- **TO DO**:
a. In the sermon on Romans 12:1-5, which Greek word is rendered "office" in Hebrews 7:5?
b. According to the sermon on Romans 12:1-5, why is the Catholic versions' rendering of Romans 12:4 ironic?
c. Carry on the sermon on Romans 12:1-5 from its last sentence.

- **SELECTED EXCERPT**:
□ □ □ □

Our scripture is from Romans 12 verses 1-5, our concern is really with one word which gives the focus to this entire passage. Our subject is Holy Offices, Holy Offices Romans 12:1-5.

“I beseech you therefore, brethren, by the mercies of God, that ye present your bodies a living sacrifice, holy, acceptable unto God, which is your reasonable service.

2 And be not conformed to this world: but be ye transformed by the renewing of your mind, that ye may prove what is that good, and acceptable, and perfect, will of God.

3 For I say, through the grace given unto me, to every man that is among you, not to think of himself more highly than he ought to think; but to think soberly, according as God hath dealt to every man the measure of faith.

4 For as we have many members in one body, and all members have not the same office:

5 So we, being many, are one body in Christ, and every one members one of another.”

We come now to a critical aspect of the meaning of work. It comes to focus in the English word “office.” This word appears in the King James Version and in other versions, but it is not always a translation for the same word in Greek. For example in Romans 11:13 we have the word office and it is a translation of diakonon {?} which is our word deacon, and means service. In I Timothy 3:1 we have the word office as a rendering of the word ergon, {?} work. In Hebrews 7:5 it is a translation of hierateia, priesthood.

Now hierarchy of course is a Biblical premise, it means “sacred rule” it means rule in terms of God’s law, in terms of an ultimate right and wrong. Eltisim means rule by man-made authority; hierarchy refers to God’s word, God’s law. Authority which is in conformity to God’s absolute word.

Now the word office is a word that confirms, seemingly, a common opinion that in hierarchy there are persons who, by their office, stand before others, and the popular notion of hierarchy seems confirmed. But the word hierarchy as we have seen on previous Sundays is very much misunderstood today and caricatured. And so hierarchy has become almost a bad word, and is very commonly used in an unhappy connotation.

Now to understand first what hierarchy refers to, we must examine the word “office”. When we go to the Confraternity Douay, the official catholic version, of Romans 12:4 we read “yet all the members have not the same function” instead of office; Monsignor Knox’s translation is the same, “ not all these parts have the same function” he translates. This is a rather ironic fact in that these two Catholic versions have a rather more protestant rendering than do the protestant versions, and as a matter of fact at this point more accurate. The word translated as “office” or “function” is praxis p-r-a-x-i-s, it means a deed, a doing, a function. This word places a very different meaning on the fact of hierarchy. Our word office has taken on a different connotation. Hierarchy, as we have seen, means that all authority comes from the triune God and from His word.

□ □ □ □

(Point-based annotation data)
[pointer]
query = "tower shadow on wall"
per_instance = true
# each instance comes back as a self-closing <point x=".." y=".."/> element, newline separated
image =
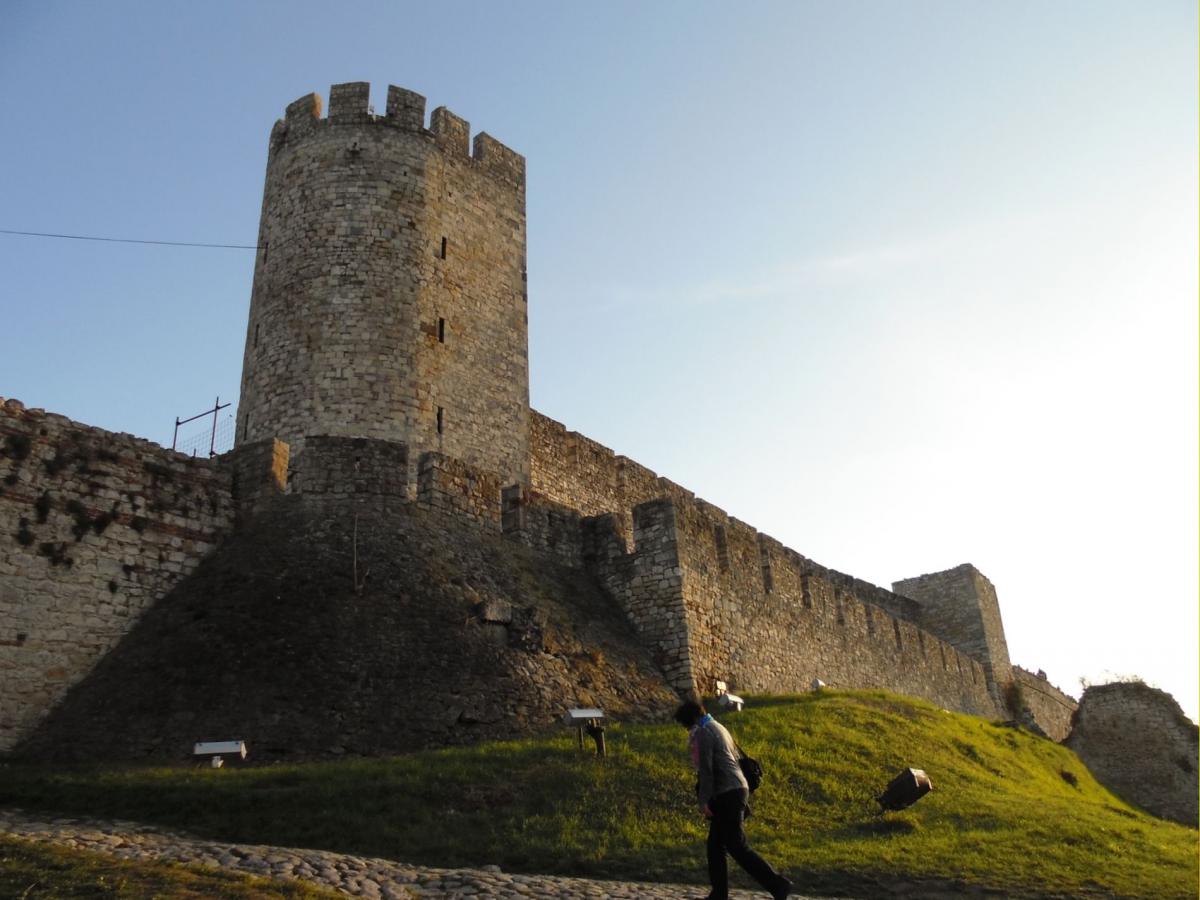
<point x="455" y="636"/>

□ □ □ □

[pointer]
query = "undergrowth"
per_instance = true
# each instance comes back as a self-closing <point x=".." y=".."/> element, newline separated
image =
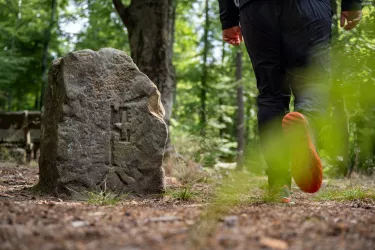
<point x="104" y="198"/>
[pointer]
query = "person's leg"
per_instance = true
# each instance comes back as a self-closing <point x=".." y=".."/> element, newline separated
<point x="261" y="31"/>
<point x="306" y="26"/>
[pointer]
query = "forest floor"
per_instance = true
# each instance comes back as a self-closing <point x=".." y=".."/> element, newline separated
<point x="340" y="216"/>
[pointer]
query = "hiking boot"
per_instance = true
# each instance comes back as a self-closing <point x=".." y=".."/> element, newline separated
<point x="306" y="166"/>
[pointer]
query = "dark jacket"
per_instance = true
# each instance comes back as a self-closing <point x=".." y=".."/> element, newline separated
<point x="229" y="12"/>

□ □ □ □

- **EXERCISE RESULTS**:
a. Hierateia, meaning priesthood.

b. The Confraternity Douay and Monsignor Knox's translation use "function" instead of "office." This gives them a more Protestant rendering than the Protestant versions have, and here it is also the more accurate one.

c.
On the various levels of a hierarchy all the positions, the offices, the functions, are derivative. They are functions ordained by God, and are legitimate only in so far as they are faithful to God. Thus for any ecclesiastical dignity or authority, to use his office to advocate abortion, homosexuality, or unilateral disarmament, means that he has denied his function, he has denied his office, because a office is derivative, it depends entirely upon God. At no point does a man in any office have any authority in and of himself. Thus what we call an office in church or state or any other sphere is not a condition of man, but a function under God. The power is not given to man, but is retained by God and is a function under God. Thus God and His word establish the function. We as human beings, as creatures under God, are the ministers of His word. Our ministering in terms of a function, he has ordained.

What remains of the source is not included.